• DIRECTION A: List every line of the entries that contains the string "mountain". Case counts.

• SOURCE EXCERPT:

---+---

MULTITUDE OF BLOGS None of the PDFs are my own productions. I've collected them from web (e-mule, avax, libreremo, socialist bros, cross-x, gigapedia..) What I did was thematizing. This blog's project is to create an e-library for a Heideggerian philosophy and Bourdieuan sociology Φ market-created inequalities must be overthrown in order to close knowledge gap. this is an uprising, do ya punk?

Friday, March 28, 2008

French Philosophy in the Twentieth Century by Gary Gutting


French Philosophy in the Twentieth Century
by Gary Gutting

Paperback: 432 pages
Publisher: Cambridge University Press; 1 edition (May 21 2001)

French philosophers have a reputation as some of the most perplexing. American readers tend to dismiss them with a huff or venerate them over cigarettes and coffee. Gary Gutting does neither. His approach in French Philosophy in the Twentieth Century is scholarly, judicious, and clear. The result is an exceptional look at a rich philosophical tradition. Gutting is one of the world's leading authorities on the work of Michel Foucault, and his depth on the century's other Gallic thinkers is comparable. The book is more than a general survey; it is a careful history of ideas, as well as an excellent series of essays on the main French thinkers of the last 100 years.

---+---

• MATERIALS PROVIDED:
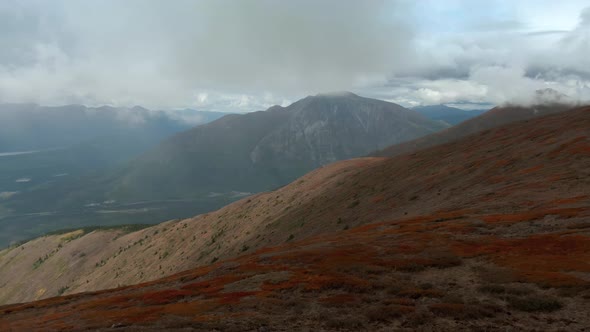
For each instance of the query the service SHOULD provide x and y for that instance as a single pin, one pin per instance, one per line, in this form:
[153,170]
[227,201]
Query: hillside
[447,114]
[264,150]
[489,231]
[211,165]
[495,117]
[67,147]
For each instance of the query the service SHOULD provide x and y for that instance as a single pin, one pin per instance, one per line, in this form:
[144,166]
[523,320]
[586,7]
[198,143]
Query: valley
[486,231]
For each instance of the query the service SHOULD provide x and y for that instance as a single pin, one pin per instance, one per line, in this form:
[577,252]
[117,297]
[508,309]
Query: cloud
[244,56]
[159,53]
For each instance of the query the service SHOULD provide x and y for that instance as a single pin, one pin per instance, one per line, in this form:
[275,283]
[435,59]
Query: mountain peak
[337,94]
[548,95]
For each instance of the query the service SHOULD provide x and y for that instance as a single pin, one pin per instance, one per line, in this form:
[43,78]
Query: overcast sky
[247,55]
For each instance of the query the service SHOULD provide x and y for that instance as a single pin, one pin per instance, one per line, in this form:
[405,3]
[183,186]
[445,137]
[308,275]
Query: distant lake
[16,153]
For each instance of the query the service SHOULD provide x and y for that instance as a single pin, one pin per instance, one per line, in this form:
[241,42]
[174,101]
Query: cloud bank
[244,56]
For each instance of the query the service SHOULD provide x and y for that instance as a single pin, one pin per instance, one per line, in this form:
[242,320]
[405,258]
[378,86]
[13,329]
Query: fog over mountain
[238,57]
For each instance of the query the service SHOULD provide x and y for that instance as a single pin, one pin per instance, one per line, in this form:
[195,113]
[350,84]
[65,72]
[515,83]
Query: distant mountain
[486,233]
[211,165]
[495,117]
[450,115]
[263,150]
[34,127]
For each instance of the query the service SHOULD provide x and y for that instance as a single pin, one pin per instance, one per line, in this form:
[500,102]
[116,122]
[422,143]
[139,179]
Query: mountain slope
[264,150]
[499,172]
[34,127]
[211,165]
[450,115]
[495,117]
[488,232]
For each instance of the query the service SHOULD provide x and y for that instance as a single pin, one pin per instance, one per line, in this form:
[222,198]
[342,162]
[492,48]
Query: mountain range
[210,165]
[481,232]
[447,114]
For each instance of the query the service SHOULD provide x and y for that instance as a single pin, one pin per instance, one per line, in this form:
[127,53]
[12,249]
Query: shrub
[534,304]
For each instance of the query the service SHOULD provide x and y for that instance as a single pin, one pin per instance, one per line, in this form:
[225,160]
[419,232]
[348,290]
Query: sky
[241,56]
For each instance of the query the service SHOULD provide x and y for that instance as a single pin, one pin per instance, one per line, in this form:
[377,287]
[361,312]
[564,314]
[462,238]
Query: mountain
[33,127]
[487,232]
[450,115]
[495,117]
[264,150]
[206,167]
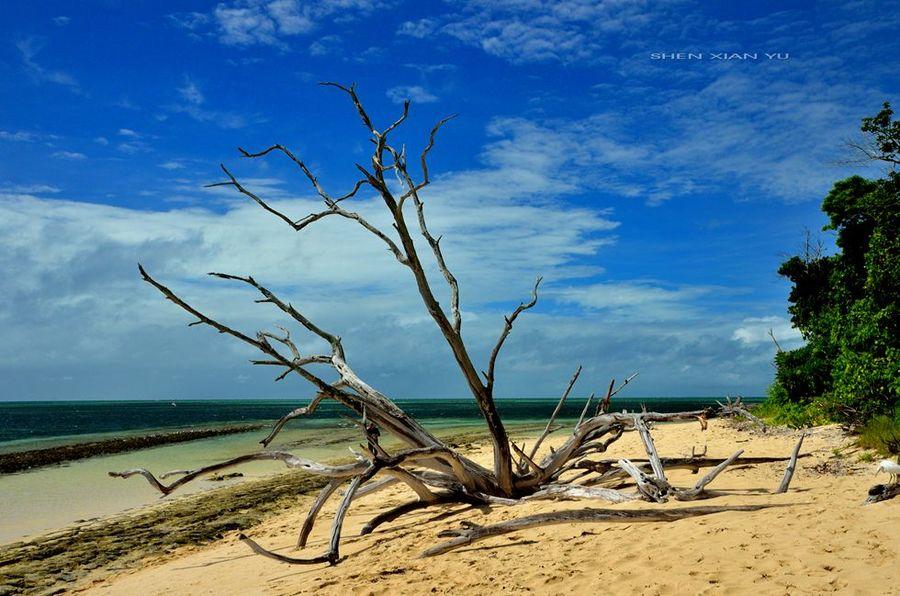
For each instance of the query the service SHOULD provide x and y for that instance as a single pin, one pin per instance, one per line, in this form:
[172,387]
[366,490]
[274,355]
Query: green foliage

---+---

• DIRECTION B: Translate this sentence from the book review into Spanish: "The result is an exceptional look at a rich philosophical tradition."

• OUTPUT A:
Query: mountain peak
Query: fog over mountain
Query: distant mountain
Query: mountain slope
Query: mountain range
Query: mountain

• OUTPUT B: El resultado es una mirada excepcional a una rica tradición filosófica.